What the exercise asks → Rewrite the part of the rows below that opens with the line containing "In the photo above, where can the green" and runs through the end of the rows, keeping each request and its sample points unchanged. Multiply every coordinate in the answers by 0.65 and round to whole numbers, with halves going up.

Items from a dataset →
——

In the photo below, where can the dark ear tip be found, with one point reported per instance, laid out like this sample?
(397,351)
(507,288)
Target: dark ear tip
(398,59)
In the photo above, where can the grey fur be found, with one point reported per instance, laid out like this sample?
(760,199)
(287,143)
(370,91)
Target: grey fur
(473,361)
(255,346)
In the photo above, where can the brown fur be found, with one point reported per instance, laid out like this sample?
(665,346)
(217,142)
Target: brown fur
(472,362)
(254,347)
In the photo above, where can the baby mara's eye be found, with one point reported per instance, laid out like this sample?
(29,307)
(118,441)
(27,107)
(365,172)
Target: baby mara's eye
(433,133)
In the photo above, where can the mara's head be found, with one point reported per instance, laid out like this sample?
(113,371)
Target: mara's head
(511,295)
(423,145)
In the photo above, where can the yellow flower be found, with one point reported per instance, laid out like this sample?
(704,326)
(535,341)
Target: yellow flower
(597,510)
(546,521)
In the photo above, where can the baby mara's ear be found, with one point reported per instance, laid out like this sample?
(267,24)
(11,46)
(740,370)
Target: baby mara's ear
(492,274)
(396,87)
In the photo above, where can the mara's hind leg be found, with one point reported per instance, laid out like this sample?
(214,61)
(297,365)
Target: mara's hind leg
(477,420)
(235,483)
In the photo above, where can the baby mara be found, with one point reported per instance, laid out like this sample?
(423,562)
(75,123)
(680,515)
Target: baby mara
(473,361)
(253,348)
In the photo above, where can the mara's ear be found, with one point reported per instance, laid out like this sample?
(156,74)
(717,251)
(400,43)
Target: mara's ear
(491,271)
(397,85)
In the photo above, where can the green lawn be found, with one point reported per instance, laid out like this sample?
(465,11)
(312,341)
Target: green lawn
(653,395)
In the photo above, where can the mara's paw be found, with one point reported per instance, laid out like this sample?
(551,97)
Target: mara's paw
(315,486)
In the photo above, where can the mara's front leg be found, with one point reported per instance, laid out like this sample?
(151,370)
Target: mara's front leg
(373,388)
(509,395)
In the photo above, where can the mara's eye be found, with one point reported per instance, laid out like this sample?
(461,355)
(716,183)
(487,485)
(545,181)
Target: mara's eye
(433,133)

——

Problem solution →
In the photo above, where can the green lawn be found, with one point reported per instance, laid out like this sample?
(465,11)
(312,341)
Target: green lawn
(424,257)
In the photo above, where can the mara's paw be found, with one point reported per instance, laid out like this sample?
(551,97)
Target: mara's paw
(205,316)
In the photo above, where can the mara's front leg be found, with one point reported per instance, laid out like this sample?
(151,370)
Target: mara's front leg
(242,252)
(331,257)
In the photo above, where can the mara's eye be found, with one point reported per instance, laid out like this sample?
(461,355)
(716,183)
(487,485)
(545,181)
Target: mara's eye
(281,86)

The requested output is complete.